> What you will do
According to the excerpt on St Aidan's school history, which two schools merged to form St Aidan's?

> Document excerpt
St Aidan's formed as a merger between the all-boys Christ Church Secondary School and the all-girls St Peter's Secondary School, and opened in September 1966 to provide Church of England education for Harrogate's fast-growing population. Since then, the number of pupils has grown.

In 1973, the Anglican St Aidan's formed an ecumenical sixth form in association with the nearby St John Fisher Catholic High School.

===Building work===
The school building has grown. The most notable addition to the site is perhaps the Constance Green Hall. It was built adjacent to the older Bede House, formerly Wheatlands Academy, a grade II listed building converted for the school's use and opened in 1997. A learning resources centre was opened in May 2006.

Other building work included a refurbishment of the Sixth Form Café area and the old chapel. The bottom tennis courts near the music block were also replaced with new classrooms and a chapel. The barn was replaced by new tennis courts. There were plans for Eton Fives courts and a Koi pond, but these were never realised. In September 2007, the lecture theatre was replaced by a Dance studio for pupils studying Dance.

In 2022, a large portion of the grass field was replaced by a new Astroturf pitch.

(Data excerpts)
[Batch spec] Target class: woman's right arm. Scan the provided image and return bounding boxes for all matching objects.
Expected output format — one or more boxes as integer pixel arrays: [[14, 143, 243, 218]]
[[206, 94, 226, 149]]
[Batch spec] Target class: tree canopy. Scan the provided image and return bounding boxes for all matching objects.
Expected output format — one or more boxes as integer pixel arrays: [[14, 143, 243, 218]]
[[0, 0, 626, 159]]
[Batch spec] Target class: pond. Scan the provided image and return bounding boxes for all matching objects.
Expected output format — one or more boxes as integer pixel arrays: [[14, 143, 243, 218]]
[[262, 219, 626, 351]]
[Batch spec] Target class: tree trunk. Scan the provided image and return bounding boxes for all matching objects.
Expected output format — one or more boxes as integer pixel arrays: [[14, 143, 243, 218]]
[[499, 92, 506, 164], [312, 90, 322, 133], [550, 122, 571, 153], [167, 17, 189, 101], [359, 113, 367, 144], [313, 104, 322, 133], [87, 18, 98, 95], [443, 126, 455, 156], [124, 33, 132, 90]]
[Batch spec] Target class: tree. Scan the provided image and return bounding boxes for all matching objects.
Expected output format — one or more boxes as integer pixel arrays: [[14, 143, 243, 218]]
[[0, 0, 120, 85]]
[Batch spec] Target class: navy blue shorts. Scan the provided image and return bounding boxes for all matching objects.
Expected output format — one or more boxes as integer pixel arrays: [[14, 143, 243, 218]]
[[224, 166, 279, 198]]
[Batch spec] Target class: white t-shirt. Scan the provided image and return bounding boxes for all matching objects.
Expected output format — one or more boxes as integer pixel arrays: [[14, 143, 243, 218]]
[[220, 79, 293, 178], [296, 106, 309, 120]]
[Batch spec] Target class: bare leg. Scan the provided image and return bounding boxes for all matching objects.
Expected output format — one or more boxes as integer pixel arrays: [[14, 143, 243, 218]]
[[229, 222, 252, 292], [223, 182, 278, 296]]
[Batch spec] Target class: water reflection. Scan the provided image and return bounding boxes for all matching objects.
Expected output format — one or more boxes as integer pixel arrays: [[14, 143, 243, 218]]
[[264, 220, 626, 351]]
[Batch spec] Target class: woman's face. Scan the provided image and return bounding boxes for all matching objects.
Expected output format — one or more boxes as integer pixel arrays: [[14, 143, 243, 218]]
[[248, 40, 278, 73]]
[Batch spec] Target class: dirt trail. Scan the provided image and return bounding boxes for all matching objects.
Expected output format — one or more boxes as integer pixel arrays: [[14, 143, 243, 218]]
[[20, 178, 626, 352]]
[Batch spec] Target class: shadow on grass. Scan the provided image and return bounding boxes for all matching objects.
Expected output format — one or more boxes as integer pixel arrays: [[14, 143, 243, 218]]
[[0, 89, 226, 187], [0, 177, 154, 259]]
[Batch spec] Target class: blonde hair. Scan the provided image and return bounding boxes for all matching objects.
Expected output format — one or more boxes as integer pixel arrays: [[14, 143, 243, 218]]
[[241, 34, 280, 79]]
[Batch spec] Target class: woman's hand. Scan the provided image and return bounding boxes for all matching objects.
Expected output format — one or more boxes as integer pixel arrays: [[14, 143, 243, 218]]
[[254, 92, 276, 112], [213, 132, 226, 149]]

> Exercise answer
The all-boys Christ Church Secondary School and the all-girls St Peter's Secondary School.